__What is being asked__
Lay out every line of the listing below as a numbered list, skipping blank lines and leaving out the pictures.

__Location identification entries__
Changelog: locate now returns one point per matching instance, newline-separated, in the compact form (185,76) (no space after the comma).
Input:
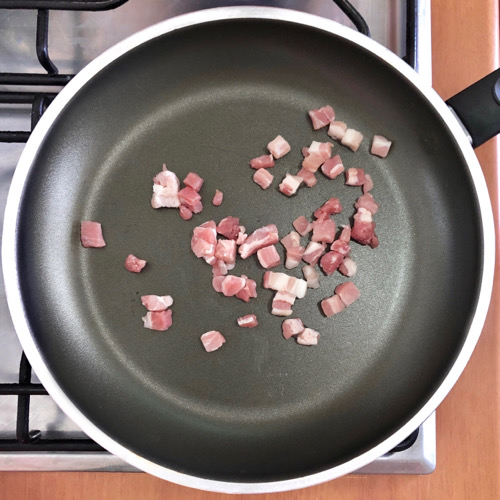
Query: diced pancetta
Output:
(352,139)
(290,184)
(157,302)
(212,340)
(264,161)
(278,147)
(91,234)
(262,237)
(321,117)
(158,320)
(134,264)
(268,257)
(337,130)
(380,146)
(263,178)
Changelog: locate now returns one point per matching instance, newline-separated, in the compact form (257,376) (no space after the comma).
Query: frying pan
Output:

__Answer for the task__
1. Changelog: locate now returns one point per matching instance, newline-separated, in the compact form (185,76) (no space after the comma).
2. Input:
3. Query: diced pancetta
4. Output:
5. (352,139)
6. (290,184)
7. (157,302)
8. (212,340)
9. (264,161)
10. (278,147)
11. (91,234)
12. (262,237)
13. (321,117)
14. (158,320)
15. (134,264)
16. (268,257)
17. (337,130)
18. (380,146)
19. (263,178)
20. Changelog: locate now returns one point per matching instance, newline-separated, in the compact form (257,376) (no space after the comma).
21. Query: frying pan
22. Output:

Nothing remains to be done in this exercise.